QUESTIONS ->
1 > Using the article on organ donation in Vietnam, decide whether each statement below agrees with it. Answer yes or no for each, and quote the exact words of the article that settle it.
(a) Close to 300 organ transplants are carried out in Vietnam each year.
(b) The heart transplant at the Hue Central Hospital was done with help from Taiwanese surgeons.
(c) Under the 2006 law, Vietnamese citizens aged 16 and above have the right to donate their organs.
2 > Write out the article on organ donation in Vietnam from "According to the" up to and including "to become donors.", replacing "survey" with "study".

Country to lure more organ donors
Vietnam should come up with an
effective awareness strategy to increase understanding of all aspects of
organ donation in order to have more people become donors, experts say.
According to the Health Ministry, nearly 300 organ
transplants are performed each year in the country while around 500,000
people nationwide need transplants of various kinds.
Dr Tran Ngoc Sinh of the Cho Ray Hospital in HCM City said
that Vietnam had around 6,000 patients suffering from chronic kidney
failure, and 300,000 blinded by diseases relating to the cornea.
However, the very small number of organ donors made it difficult to
provide these people with life-saving or life-enhancing transplants, he
said.
A recent survey on organ donation conducted
among 2,000 people in Vietnam showed that more than 50 percent of
people did not want to become donors.
Thirty-five
percent agreed to become donors after their death and only 15 percent
said they would donate whenever other people needed their help.
Religious beliefs and low awareness were main reasons for many people not wanting to become organ donors, Sinh said.
The first kidney transplant was successfully conducted in Vietnam in
1992 and 12 years later, local doctors performed the first liver graft
surgery.
Early this month, doctors at the Hue
Central Hospital in Thua Thien-Hue Province successfully
performed a heart transplant, the first such operation performed solely
by Vietnamese doctors.
The previous successful heart transplant was performed last year in Hanoi with the assistance of Taiwanese surgeons.
As of last November, 17 patients had received kidney transplants, 15
had undergone liver transplants and one patient had a heart transplant
with organs taken from brain dead donors.
Vietnam
passed a law relating to organ donation in 2006, under which
Vietnamese citizens aged 18 and above have the right to donate their
tissue or organs.

DATA EXTRACTS ->
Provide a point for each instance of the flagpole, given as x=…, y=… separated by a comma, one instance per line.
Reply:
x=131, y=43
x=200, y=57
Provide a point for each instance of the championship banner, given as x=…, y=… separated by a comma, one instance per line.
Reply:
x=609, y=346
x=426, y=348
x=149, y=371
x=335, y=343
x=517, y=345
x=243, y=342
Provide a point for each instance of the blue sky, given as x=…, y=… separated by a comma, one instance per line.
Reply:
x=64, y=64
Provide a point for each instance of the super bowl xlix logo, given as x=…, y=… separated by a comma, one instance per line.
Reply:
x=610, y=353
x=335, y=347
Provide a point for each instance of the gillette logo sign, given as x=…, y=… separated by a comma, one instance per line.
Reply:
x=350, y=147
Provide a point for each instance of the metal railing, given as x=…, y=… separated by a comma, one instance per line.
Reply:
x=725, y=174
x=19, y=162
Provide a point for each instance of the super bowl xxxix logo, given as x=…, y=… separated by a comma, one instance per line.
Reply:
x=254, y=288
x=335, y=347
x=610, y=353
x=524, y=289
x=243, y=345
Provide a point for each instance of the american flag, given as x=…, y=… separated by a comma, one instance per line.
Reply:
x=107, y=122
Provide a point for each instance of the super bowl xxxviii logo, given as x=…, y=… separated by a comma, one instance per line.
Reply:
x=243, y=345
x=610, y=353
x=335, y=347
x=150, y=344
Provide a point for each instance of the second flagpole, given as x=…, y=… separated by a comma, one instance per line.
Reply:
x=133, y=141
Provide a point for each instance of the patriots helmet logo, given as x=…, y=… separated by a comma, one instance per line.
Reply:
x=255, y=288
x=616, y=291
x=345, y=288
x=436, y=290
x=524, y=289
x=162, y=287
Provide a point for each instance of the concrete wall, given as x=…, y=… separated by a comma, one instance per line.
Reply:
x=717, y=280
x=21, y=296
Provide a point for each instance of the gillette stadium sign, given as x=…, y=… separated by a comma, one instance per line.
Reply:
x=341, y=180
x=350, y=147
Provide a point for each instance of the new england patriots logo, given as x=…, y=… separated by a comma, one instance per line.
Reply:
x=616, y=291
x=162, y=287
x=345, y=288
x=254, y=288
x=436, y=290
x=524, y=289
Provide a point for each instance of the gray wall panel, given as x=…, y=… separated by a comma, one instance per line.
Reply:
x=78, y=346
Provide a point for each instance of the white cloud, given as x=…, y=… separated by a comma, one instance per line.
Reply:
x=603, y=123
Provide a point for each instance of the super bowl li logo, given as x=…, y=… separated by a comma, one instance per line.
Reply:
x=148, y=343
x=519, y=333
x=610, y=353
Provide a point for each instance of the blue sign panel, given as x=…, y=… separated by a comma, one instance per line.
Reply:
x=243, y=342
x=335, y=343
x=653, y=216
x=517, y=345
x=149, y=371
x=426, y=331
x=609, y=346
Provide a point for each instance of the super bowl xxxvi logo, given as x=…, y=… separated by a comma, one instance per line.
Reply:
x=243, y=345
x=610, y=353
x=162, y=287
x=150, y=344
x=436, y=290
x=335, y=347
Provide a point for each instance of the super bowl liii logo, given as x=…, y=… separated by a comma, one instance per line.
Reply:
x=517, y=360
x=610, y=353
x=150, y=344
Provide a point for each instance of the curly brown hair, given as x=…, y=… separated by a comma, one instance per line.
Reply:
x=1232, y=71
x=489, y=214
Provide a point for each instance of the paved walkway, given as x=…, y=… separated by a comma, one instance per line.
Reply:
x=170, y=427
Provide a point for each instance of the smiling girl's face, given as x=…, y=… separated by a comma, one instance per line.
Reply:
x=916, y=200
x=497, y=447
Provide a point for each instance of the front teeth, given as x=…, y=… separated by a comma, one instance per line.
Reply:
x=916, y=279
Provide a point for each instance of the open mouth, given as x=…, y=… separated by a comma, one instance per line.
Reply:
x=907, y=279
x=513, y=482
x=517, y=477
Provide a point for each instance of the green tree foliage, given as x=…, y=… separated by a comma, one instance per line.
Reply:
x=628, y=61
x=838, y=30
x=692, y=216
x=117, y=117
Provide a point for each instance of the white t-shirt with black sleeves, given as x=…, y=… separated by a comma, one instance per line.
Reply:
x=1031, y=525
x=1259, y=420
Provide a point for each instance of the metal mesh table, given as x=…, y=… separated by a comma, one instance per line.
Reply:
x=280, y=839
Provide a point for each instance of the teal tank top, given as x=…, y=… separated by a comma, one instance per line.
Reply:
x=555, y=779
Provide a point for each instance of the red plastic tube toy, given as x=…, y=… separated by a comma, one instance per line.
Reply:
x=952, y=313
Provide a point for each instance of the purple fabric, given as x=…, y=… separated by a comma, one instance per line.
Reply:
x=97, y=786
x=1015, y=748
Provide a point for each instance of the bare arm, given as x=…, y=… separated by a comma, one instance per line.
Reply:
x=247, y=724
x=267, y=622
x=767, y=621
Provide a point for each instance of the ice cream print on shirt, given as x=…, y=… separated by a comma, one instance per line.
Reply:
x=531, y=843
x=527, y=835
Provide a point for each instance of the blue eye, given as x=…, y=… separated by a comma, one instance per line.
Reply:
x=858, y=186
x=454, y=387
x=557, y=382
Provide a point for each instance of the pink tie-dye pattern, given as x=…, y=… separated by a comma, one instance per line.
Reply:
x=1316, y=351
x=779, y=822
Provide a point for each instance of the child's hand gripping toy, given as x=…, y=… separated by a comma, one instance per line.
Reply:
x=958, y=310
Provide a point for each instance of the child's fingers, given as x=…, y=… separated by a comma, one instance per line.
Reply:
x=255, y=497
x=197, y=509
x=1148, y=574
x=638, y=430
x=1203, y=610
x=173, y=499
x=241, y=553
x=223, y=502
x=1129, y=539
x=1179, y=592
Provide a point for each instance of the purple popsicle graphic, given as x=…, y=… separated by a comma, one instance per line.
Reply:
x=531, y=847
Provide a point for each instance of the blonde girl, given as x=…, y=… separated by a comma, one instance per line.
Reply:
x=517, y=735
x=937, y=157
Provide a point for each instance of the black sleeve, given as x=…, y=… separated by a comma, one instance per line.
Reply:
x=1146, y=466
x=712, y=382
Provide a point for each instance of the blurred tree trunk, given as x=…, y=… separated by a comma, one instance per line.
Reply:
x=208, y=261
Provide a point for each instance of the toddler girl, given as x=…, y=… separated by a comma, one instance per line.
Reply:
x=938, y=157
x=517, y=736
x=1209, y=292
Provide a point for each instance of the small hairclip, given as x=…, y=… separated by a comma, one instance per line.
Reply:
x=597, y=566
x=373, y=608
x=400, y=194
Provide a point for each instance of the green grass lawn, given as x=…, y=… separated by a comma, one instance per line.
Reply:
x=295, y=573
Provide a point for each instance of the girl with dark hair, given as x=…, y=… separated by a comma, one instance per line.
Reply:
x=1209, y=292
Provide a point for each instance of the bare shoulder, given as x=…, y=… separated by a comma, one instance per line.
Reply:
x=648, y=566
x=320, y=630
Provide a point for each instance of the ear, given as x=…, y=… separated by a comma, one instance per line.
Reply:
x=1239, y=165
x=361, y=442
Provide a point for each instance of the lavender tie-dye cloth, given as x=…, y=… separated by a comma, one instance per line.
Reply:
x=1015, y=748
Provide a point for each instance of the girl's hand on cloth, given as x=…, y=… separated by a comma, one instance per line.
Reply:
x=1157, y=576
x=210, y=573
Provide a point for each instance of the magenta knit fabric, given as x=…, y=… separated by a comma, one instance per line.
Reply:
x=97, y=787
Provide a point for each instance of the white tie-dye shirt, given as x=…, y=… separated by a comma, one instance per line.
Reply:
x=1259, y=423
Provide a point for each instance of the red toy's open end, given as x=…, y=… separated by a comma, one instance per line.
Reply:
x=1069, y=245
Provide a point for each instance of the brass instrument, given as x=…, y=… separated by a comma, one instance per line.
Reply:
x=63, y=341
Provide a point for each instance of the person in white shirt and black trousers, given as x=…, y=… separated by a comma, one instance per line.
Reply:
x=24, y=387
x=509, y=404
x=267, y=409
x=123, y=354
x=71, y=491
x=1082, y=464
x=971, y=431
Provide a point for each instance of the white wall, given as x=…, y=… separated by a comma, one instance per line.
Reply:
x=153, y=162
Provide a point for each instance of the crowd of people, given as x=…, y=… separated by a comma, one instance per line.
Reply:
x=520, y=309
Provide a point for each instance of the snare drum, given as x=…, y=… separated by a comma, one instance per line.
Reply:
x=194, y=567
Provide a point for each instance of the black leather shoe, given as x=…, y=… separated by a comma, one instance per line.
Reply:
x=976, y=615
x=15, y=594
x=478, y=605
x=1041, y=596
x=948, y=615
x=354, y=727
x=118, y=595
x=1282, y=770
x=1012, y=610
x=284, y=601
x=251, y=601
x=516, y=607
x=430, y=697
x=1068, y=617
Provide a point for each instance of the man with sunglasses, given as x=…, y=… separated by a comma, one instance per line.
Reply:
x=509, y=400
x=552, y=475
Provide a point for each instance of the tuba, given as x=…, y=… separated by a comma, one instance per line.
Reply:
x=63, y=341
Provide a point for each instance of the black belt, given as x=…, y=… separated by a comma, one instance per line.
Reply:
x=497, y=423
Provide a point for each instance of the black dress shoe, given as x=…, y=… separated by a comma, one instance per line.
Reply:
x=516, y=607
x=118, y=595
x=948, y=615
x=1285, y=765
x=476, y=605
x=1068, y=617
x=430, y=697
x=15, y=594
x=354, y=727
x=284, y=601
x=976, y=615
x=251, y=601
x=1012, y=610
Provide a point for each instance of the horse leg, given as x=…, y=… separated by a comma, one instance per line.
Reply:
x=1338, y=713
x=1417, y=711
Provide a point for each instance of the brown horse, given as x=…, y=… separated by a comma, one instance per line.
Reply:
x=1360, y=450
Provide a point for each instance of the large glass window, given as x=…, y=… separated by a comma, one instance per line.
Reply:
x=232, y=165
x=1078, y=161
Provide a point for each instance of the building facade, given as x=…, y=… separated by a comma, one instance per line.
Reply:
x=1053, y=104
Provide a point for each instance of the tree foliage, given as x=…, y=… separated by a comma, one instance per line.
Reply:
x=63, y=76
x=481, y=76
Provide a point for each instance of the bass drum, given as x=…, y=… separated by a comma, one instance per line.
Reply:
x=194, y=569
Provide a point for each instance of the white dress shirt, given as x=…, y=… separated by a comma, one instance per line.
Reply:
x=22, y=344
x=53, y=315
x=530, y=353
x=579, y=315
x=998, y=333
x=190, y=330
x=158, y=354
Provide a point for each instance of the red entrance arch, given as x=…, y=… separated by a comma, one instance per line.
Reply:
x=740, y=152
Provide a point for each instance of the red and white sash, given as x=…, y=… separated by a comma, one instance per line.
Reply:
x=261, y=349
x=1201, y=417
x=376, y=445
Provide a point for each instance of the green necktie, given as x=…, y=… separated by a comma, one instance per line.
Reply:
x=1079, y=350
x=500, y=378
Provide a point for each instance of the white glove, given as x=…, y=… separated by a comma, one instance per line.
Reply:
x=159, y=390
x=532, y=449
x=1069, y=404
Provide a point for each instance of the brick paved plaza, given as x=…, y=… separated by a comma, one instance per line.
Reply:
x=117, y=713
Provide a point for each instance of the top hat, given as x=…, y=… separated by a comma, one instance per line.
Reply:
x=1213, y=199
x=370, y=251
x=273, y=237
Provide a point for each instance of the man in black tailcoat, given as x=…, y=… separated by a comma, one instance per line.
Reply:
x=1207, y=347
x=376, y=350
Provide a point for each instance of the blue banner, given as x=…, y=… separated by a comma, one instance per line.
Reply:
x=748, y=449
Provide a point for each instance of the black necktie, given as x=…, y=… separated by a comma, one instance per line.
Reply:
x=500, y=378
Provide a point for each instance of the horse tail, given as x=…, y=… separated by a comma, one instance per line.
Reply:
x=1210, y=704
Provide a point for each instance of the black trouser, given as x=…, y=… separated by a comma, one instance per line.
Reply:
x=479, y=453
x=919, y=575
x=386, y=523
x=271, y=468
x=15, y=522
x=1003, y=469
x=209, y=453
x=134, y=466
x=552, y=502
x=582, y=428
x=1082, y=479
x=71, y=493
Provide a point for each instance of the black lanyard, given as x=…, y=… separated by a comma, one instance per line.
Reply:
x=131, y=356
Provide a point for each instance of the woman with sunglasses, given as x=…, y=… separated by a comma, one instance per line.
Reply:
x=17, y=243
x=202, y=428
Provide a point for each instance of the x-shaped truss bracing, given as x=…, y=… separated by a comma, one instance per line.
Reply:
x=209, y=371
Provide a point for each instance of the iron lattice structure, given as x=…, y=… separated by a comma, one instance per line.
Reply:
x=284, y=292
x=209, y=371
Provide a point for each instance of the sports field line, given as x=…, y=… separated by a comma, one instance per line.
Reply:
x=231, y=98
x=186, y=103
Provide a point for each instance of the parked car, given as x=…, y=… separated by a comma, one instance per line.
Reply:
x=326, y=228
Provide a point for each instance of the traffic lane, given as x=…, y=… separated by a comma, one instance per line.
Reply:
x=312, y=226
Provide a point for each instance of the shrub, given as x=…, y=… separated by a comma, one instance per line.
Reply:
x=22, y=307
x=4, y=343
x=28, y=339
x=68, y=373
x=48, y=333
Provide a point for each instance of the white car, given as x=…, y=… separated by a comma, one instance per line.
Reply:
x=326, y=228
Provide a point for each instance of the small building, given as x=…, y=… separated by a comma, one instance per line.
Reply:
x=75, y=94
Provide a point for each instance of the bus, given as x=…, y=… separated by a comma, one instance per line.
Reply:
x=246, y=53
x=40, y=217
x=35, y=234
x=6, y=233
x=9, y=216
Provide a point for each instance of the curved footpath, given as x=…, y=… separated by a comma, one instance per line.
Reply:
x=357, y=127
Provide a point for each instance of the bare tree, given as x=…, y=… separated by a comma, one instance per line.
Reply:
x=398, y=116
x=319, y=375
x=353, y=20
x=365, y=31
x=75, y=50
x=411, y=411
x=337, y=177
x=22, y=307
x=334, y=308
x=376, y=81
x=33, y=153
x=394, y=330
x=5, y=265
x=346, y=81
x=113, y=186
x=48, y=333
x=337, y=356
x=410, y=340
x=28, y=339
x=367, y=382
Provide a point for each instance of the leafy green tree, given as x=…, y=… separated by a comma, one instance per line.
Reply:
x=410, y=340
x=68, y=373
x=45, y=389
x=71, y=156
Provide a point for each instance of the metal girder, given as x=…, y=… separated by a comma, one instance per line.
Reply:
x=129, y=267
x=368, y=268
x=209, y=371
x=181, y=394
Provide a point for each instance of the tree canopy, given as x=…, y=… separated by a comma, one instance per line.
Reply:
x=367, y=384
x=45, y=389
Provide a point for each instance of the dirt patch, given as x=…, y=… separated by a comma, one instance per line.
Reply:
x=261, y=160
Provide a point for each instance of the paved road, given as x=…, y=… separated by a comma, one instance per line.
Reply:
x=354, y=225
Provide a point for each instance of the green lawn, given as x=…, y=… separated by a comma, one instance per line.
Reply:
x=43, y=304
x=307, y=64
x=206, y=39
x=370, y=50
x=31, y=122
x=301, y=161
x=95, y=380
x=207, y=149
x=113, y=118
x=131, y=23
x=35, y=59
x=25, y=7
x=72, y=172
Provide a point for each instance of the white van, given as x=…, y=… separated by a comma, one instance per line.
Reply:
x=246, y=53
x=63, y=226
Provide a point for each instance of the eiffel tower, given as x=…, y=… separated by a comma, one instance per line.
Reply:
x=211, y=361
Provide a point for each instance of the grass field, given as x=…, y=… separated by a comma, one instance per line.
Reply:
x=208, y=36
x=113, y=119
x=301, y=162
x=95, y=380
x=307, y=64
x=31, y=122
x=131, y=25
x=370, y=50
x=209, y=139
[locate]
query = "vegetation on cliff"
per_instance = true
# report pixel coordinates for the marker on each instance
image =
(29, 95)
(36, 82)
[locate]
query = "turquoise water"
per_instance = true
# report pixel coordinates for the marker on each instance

EXERCISE RESPONSES ->
1 >
(a) Yes: "nearly 300 organ transplants are performed each year in the country"
(b) No: "the first such operation performed solely by Vietnamese doctors"
(c) No: "Vietnamese citizens aged 18 and above have the right to donate their tissue or organs"

2 >
According to the Health Ministry, nearly 300 organ
transplants are performed each year in the country while around 500,000
people nationwide need transplants of various kinds.
Dr Tran Ngoc Sinh of the Cho Ray Hospital in HCM City said
that Vietnam had around 6,000 patients suffering from chronic kidney
failure, and 300,000 blinded by diseases relating to the cornea.
However, the very small number of organ donors made it difficult to
provide these people with life-saving or life-enhancing transplants, he
said.
A recent study on organ donation conducted
among 2,000 people in Vietnam showed that more than 50 percent of
people did not want to become donors.